Records from a dataset:
***

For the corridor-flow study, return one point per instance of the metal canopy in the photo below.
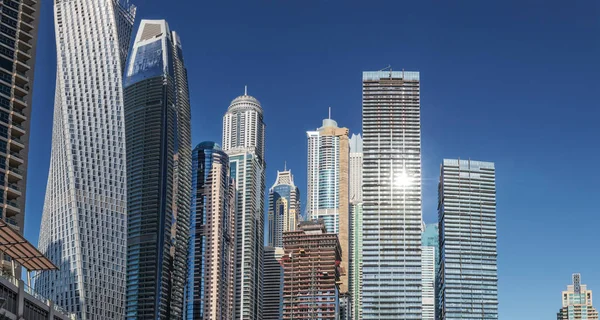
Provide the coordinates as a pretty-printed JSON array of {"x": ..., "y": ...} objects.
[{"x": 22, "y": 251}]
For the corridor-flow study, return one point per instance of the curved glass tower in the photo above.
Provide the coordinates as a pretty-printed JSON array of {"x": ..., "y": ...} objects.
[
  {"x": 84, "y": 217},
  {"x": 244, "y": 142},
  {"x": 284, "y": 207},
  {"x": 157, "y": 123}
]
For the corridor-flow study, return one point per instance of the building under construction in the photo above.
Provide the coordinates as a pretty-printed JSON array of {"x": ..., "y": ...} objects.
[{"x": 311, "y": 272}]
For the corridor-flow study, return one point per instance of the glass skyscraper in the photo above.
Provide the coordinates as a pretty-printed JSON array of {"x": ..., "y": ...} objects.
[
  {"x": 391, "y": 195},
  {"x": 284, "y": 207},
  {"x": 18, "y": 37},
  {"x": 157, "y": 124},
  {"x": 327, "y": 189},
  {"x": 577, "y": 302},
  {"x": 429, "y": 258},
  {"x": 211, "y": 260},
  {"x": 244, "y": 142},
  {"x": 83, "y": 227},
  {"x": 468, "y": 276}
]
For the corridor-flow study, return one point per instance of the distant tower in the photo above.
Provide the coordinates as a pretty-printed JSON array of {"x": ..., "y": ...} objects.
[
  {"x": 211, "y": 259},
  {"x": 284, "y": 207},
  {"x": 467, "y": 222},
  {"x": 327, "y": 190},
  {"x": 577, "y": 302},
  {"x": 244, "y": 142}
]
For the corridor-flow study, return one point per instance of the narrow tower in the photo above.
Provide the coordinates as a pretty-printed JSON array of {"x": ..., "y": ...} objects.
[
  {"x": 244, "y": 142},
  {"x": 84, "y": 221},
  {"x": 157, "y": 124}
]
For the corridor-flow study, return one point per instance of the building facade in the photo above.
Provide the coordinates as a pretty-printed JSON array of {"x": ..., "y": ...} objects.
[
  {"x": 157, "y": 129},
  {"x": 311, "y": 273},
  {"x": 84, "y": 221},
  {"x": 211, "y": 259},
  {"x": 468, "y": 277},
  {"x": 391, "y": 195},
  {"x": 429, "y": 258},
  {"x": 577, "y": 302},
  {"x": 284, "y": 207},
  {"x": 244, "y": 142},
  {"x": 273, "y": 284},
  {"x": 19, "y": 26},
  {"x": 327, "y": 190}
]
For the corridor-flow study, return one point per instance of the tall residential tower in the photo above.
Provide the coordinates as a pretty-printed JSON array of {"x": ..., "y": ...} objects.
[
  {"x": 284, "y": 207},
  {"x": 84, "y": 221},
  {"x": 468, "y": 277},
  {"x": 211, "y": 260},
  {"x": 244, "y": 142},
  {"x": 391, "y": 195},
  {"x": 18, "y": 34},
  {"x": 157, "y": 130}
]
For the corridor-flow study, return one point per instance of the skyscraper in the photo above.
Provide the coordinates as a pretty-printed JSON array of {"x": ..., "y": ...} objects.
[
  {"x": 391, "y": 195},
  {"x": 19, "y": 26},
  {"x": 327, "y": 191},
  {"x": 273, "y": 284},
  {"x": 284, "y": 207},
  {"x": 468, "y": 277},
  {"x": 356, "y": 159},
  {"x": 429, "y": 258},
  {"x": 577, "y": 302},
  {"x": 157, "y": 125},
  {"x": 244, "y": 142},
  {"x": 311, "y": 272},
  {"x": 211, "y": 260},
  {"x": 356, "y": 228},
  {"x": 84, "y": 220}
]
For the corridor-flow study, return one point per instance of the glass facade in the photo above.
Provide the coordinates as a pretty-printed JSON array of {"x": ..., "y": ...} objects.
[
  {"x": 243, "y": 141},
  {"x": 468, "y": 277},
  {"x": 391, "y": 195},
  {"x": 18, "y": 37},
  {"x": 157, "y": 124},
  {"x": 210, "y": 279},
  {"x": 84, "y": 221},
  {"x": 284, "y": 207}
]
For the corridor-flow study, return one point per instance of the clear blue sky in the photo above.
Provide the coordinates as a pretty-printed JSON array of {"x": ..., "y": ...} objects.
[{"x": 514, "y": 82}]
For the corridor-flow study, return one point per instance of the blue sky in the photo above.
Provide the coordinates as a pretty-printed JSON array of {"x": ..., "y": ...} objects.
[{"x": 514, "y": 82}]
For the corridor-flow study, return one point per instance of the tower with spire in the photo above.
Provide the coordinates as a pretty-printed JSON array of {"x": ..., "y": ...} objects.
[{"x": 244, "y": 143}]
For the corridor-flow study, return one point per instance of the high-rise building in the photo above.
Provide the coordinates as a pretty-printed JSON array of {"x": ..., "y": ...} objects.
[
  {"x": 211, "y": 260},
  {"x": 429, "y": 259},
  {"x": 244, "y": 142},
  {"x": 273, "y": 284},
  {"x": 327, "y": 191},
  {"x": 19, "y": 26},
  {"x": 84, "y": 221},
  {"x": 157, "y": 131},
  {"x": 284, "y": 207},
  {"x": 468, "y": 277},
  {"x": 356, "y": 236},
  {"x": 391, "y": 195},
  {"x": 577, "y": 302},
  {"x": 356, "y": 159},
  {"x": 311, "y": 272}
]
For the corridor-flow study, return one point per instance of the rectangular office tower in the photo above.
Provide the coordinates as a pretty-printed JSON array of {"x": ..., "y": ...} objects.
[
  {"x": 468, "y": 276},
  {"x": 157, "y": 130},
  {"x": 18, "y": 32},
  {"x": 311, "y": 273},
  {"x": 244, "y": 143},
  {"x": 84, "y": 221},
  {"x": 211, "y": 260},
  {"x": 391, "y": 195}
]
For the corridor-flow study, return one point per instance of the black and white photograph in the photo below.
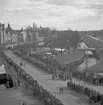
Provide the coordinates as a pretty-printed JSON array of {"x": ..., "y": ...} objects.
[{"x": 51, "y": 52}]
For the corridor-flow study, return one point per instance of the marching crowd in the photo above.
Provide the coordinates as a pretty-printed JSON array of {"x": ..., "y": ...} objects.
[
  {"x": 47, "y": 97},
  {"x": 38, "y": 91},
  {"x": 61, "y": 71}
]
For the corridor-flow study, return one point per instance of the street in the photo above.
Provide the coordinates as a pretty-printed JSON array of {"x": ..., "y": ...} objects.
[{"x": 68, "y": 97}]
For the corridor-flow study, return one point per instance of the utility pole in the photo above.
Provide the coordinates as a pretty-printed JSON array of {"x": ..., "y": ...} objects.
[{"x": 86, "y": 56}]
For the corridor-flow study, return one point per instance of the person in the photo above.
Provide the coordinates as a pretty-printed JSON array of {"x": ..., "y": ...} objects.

***

What is needed. Give back the records exactly, minus any pictures.

Task output.
For the corridor-flow study, return one point per instance of the metal canopy in the photo below.
Provide the coordinates as a pretty-printed JSON array of {"x": ..., "y": ...} objects.
[{"x": 22, "y": 251}]
For the corridor-flow study, return one point per instance of the curved glass tower in the photo above.
Provide the coordinates as a pretty-printed JSON array of {"x": ..., "y": ...} objects.
[
  {"x": 84, "y": 217},
  {"x": 244, "y": 142},
  {"x": 284, "y": 207},
  {"x": 157, "y": 123}
]
For the corridor-flow study, return one point per instance of the building under construction in the photo above.
Provide the coordinates as a pretty-printed JSON array of {"x": ..., "y": ...} objects.
[{"x": 311, "y": 272}]
For the corridor-flow study, return one point per instance of the glass skyscraper in the photo above.
Provide the coordinates as a pretty-printed JSON array of {"x": ..., "y": ...} objects.
[
  {"x": 391, "y": 195},
  {"x": 284, "y": 207},
  {"x": 18, "y": 37},
  {"x": 157, "y": 124},
  {"x": 327, "y": 189},
  {"x": 577, "y": 302},
  {"x": 429, "y": 258},
  {"x": 211, "y": 260},
  {"x": 244, "y": 142},
  {"x": 83, "y": 227},
  {"x": 468, "y": 276}
]
For the corridor-flow study, return one point per instance of the distant tower in the photo above.
Provide the coordinates as a pretty-printed JSON array of {"x": ..., "y": ...} objects.
[
  {"x": 211, "y": 259},
  {"x": 284, "y": 207},
  {"x": 467, "y": 222},
  {"x": 327, "y": 190},
  {"x": 577, "y": 302},
  {"x": 244, "y": 142}
]
For the corridor-flow study, return one point per instance of the narrow tower in the photo above.
Provide the coordinates as a pretty-printed JSON array of {"x": ..., "y": ...} objects.
[
  {"x": 244, "y": 142},
  {"x": 84, "y": 221},
  {"x": 157, "y": 124}
]
For the corridor-flow study, return one point per instance of the building facade in the photo above.
Provide the coordinates as a pretty-printed JSON array of {"x": ..., "y": ...} objects.
[
  {"x": 157, "y": 129},
  {"x": 311, "y": 273},
  {"x": 84, "y": 221},
  {"x": 211, "y": 259},
  {"x": 468, "y": 277},
  {"x": 391, "y": 195},
  {"x": 429, "y": 258},
  {"x": 577, "y": 302},
  {"x": 284, "y": 207},
  {"x": 244, "y": 142},
  {"x": 273, "y": 284},
  {"x": 19, "y": 26},
  {"x": 327, "y": 190}
]
For the corridor-flow study, return one point per instance of the tall residential tower in the photo above.
Provide the coordinates as a pretty-printed JSON array of {"x": ..., "y": ...} objects.
[
  {"x": 284, "y": 207},
  {"x": 84, "y": 221},
  {"x": 468, "y": 277},
  {"x": 211, "y": 260},
  {"x": 244, "y": 142},
  {"x": 391, "y": 195},
  {"x": 18, "y": 34},
  {"x": 157, "y": 130}
]
For the corridor-flow study, return one point per instance of the skyscraper in the photo above.
Provide the coordinates as a pretty-printed JSON array of {"x": ..., "y": ...} objects.
[
  {"x": 391, "y": 195},
  {"x": 19, "y": 26},
  {"x": 327, "y": 191},
  {"x": 273, "y": 284},
  {"x": 284, "y": 207},
  {"x": 468, "y": 277},
  {"x": 356, "y": 159},
  {"x": 429, "y": 258},
  {"x": 577, "y": 302},
  {"x": 157, "y": 125},
  {"x": 244, "y": 142},
  {"x": 311, "y": 272},
  {"x": 211, "y": 260},
  {"x": 356, "y": 228},
  {"x": 84, "y": 220}
]
For the corridor-flow study, return one point per instance of the glass facade in the photo above.
Provide the coordinates as a pretty-printed JSON array of {"x": ..., "y": ...} objects.
[
  {"x": 243, "y": 141},
  {"x": 468, "y": 277},
  {"x": 391, "y": 195},
  {"x": 18, "y": 37},
  {"x": 157, "y": 124},
  {"x": 210, "y": 279},
  {"x": 84, "y": 221},
  {"x": 284, "y": 207}
]
For the corridor-flow study, return one point per instance of the clear blue sky in the photo above.
Provide the coordinates as a pretty-printed JSON array of {"x": ..., "y": ...} objects.
[{"x": 514, "y": 82}]
For the corridor-flow study, return one point per instance of the blue sky in the photo above.
Provide the coordinates as a pretty-printed JSON array of {"x": ..., "y": ...} objects.
[{"x": 514, "y": 82}]
For the corridor-flow study, return one point per instance of the tower with spire in the photo above.
Provide the coordinates as a pretty-printed JSON array of {"x": ..., "y": ...} objects.
[{"x": 244, "y": 143}]
For the corridor-flow study, return one point per instance of the high-rise building in the photo above.
Provide the coordinates as a pretty-printed JSON array of {"x": ..., "y": ...} objects.
[
  {"x": 211, "y": 260},
  {"x": 429, "y": 259},
  {"x": 244, "y": 142},
  {"x": 273, "y": 284},
  {"x": 327, "y": 191},
  {"x": 19, "y": 26},
  {"x": 84, "y": 221},
  {"x": 157, "y": 131},
  {"x": 284, "y": 207},
  {"x": 468, "y": 277},
  {"x": 356, "y": 236},
  {"x": 391, "y": 195},
  {"x": 577, "y": 302},
  {"x": 356, "y": 159},
  {"x": 311, "y": 272}
]
For the corridor-flow study, return one point per instance of the rectangular office tower in the photo above.
Provide the coordinates as a pretty-printed JSON array of {"x": ..., "y": ...} objects.
[
  {"x": 468, "y": 276},
  {"x": 157, "y": 130},
  {"x": 18, "y": 32},
  {"x": 311, "y": 273},
  {"x": 244, "y": 143},
  {"x": 84, "y": 221},
  {"x": 211, "y": 260},
  {"x": 391, "y": 195}
]
For the corridor-flow study, return one point per instance of the black and white photograph in the photo below.
Provide the coordinates as a pretty-printed JSON array of {"x": ..., "y": ...} objects.
[{"x": 51, "y": 52}]
For the corridor-flow study, return one point per instance of the marching crowd in the photo above.
Provide the coordinates as a pretty-printed JSON array of {"x": ..., "y": ...} objects.
[
  {"x": 47, "y": 97},
  {"x": 38, "y": 91},
  {"x": 61, "y": 71}
]
For the corridor-flow study, return one point per instance of the street in the photo above.
Provide the coordinates as a pretty-printed JSON array of {"x": ..., "y": ...} objects.
[{"x": 68, "y": 97}]
For the corridor-flow study, return one point per instance of the utility pole in the photo above.
Provide the coordinates as a pretty-printed JSON array of {"x": ..., "y": ...} objects.
[{"x": 86, "y": 56}]
For the corridor-flow study, return one point per instance of the person in the photo above.
Provide the coordinates as a pretty-printed JSON array of {"x": ..., "y": ...} objects.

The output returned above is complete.